Reproduce the toy descriptions from "K’NEX Power and" to "Soundmoovz (Cra-Z-Art)", changing every "playroom" to "play area".

━━ READING PASSAGE ━━

Scoop & Learn Ice Cream Cart (LeapFrog)

As kids build their customers’ ice cream treats using the included cards, they are building memory and sequencing skills, learning to follow directions, and improving listening behaviors. Kids can ring up the orders on the cash register for social skill practice. The ice cream scoop also helps with hand and eye coordination and improving fine motor skills in a fun play way! MSRP: $39.99

K’NEX Power and Play Motorized Model Building Set (K’NEX)

This set comes with 50 unique building ideas to  construct cars, planes, robots, and more using made-in-the-U.S. pieces and a battery-powered motor to bring creations to life. Building is an essential tool for therapists, caregivers, and parents to use with children on the spectrum. Instead of classic bricks, however, this is another tool and toy to consider in the playroom. What makes it unique, and fun, is what is built can be functionally used with the included motor. Read a story and have a child make a model based on an aspect of the story for attending and recollection skills. As they build their creation, they are working on attending, motor skills, coordination, imagination, and so much more. MSRP: $49.99


Soundmoovz (Cra-Z-Art)

━━━
━━ INPUT DATA ━━

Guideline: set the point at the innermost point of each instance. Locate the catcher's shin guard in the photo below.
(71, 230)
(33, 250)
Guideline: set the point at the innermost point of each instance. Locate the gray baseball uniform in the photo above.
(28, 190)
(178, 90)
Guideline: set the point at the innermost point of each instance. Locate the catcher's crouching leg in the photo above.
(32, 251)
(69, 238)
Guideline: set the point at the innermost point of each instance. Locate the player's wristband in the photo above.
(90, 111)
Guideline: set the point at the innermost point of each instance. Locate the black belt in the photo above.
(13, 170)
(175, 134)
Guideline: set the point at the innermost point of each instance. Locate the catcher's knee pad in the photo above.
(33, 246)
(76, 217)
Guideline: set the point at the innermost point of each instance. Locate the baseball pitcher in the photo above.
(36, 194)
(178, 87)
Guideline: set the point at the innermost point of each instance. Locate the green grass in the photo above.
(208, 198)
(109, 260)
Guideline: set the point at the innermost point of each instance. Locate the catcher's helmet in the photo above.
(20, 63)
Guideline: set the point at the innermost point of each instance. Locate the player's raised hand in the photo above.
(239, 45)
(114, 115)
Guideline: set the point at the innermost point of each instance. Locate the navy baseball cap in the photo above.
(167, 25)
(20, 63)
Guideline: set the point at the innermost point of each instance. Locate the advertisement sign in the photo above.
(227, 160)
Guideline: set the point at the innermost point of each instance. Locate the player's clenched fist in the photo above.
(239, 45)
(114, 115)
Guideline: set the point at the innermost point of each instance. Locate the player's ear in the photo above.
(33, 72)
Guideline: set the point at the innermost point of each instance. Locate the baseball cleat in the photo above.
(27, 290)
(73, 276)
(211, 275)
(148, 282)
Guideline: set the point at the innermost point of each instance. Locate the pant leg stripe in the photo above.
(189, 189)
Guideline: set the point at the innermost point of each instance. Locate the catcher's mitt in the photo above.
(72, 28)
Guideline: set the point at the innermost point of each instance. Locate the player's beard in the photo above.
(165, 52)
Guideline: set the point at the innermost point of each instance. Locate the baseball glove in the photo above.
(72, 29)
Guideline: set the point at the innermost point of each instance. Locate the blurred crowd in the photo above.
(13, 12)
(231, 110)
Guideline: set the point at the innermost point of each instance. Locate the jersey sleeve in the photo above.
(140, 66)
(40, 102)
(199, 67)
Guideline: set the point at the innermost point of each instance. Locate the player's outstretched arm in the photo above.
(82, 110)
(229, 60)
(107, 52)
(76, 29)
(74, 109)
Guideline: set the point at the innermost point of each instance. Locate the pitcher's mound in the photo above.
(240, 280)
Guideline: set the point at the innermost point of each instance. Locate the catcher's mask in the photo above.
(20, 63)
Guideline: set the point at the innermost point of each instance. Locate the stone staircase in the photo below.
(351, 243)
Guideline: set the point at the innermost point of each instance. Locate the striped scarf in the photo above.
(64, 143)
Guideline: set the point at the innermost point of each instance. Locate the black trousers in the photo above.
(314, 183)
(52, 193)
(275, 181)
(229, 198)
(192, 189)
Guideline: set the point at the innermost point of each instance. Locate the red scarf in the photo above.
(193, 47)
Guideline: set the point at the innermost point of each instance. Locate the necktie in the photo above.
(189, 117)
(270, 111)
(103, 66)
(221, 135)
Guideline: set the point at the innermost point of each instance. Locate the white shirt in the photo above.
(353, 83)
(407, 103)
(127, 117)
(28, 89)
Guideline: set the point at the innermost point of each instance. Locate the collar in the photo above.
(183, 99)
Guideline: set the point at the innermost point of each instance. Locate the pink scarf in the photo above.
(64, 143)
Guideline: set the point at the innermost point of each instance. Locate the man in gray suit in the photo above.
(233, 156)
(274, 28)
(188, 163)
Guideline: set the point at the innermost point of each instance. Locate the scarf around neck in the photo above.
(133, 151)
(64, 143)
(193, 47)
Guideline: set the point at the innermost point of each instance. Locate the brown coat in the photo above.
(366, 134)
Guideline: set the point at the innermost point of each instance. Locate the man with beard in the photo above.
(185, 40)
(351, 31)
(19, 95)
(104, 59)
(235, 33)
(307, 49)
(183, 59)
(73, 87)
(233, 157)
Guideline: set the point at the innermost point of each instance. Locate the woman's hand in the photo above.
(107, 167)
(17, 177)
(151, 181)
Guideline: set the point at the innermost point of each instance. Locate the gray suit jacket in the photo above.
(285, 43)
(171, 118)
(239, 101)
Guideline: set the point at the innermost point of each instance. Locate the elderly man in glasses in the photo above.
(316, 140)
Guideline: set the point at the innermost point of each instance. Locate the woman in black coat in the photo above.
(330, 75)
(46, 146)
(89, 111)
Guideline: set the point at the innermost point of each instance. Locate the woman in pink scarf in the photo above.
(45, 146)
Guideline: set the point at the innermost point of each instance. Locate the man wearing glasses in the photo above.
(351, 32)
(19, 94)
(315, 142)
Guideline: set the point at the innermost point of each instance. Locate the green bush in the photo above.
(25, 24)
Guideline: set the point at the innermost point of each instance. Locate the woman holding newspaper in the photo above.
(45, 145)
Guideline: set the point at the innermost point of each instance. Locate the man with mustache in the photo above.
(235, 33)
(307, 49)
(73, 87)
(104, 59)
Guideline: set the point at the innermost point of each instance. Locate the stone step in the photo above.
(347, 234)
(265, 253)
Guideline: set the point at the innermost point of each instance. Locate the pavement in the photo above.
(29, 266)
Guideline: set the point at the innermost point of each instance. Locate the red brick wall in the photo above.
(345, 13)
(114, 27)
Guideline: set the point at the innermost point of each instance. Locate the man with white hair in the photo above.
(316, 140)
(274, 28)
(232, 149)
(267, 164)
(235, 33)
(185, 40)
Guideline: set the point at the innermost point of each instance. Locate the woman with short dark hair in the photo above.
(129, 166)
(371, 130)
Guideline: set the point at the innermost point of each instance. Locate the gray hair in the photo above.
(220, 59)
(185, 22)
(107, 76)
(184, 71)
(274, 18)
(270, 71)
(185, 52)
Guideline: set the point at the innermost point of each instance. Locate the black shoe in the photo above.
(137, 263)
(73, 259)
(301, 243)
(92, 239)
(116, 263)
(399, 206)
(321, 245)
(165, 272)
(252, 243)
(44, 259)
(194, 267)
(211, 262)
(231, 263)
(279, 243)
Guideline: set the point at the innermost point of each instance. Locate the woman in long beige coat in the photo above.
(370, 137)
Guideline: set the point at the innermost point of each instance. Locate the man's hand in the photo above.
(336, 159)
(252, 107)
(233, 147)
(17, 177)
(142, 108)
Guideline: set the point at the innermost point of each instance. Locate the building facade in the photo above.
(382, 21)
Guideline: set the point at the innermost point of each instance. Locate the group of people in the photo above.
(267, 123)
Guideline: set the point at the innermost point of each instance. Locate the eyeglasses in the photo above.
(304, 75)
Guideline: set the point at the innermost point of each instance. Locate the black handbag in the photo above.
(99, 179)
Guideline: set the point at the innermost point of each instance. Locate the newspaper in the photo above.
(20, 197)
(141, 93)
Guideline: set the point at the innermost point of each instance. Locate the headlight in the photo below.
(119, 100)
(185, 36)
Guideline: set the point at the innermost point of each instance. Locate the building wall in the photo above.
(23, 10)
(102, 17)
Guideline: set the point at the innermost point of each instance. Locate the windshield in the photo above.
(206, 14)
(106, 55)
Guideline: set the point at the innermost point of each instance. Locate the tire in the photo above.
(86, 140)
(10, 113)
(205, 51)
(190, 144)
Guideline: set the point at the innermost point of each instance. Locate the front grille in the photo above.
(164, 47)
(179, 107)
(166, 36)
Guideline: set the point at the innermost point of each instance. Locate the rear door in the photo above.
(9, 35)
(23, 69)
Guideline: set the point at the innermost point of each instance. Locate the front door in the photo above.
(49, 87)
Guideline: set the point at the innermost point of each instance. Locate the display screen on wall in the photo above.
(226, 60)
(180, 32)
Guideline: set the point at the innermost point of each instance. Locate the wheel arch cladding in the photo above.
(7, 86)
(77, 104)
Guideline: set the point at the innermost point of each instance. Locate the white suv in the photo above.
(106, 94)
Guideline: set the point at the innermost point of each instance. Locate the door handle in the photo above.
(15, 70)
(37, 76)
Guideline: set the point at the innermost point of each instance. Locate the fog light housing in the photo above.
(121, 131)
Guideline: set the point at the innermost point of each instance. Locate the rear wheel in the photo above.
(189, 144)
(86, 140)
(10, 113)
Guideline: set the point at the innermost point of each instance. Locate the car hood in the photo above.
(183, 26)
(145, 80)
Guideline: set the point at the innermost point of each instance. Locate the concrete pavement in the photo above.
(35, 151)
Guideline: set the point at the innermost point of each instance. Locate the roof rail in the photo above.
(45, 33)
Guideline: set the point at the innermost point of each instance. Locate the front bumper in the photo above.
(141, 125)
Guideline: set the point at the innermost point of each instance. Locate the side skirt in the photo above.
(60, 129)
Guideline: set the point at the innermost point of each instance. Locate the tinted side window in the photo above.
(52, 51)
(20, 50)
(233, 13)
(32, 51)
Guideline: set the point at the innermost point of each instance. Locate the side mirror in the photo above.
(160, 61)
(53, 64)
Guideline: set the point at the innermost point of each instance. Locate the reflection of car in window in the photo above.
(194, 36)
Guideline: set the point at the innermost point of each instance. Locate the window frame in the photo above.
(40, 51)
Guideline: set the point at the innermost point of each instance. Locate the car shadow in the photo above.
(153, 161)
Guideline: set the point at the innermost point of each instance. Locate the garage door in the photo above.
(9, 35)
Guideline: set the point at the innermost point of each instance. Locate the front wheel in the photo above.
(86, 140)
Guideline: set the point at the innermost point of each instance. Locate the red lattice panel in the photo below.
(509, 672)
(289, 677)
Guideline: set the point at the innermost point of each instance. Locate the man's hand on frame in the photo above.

━━━

TASK ANSWER:
K’NEX Power and Play Motorized Model Building Set (K’NEX)

This set comes with 50 unique building ideas to  construct cars, planes, robots, and more using made-in-the-U.S. pieces and a battery-powered motor to bring creations to life. Building is an essential tool for therapists, caregivers, and parents to use with children on the spectrum. Instead of classic bricks, however, this is another tool and toy to consider in the play area. What makes it unique, and fun, is what is built can be functionally used with the included motor. Read a story and have a child make a model based on an aspect of the story for attending and recollection skills. As they build their creation, they are working on attending, motor skills, coordination, imagination, and so much more. MSRP: $49.99


Soundmoovz (Cra-Z-Art)